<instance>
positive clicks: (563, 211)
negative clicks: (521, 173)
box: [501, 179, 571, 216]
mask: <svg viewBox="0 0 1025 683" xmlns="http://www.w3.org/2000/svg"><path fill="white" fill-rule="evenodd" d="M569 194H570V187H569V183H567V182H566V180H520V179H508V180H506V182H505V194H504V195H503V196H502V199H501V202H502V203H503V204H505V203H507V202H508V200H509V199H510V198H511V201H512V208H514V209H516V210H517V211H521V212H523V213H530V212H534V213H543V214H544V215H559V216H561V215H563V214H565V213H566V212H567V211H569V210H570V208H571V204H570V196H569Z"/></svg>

**WORK INSTRUCTION**: Starting at the top of the data above, repeat every line exactly until the line containing "negative clicks: (521, 173)" has been given, then stop.

**SOLUTION TO THE EXERCISE**:
<instance>
positive clicks: (563, 211)
negative clicks: (521, 173)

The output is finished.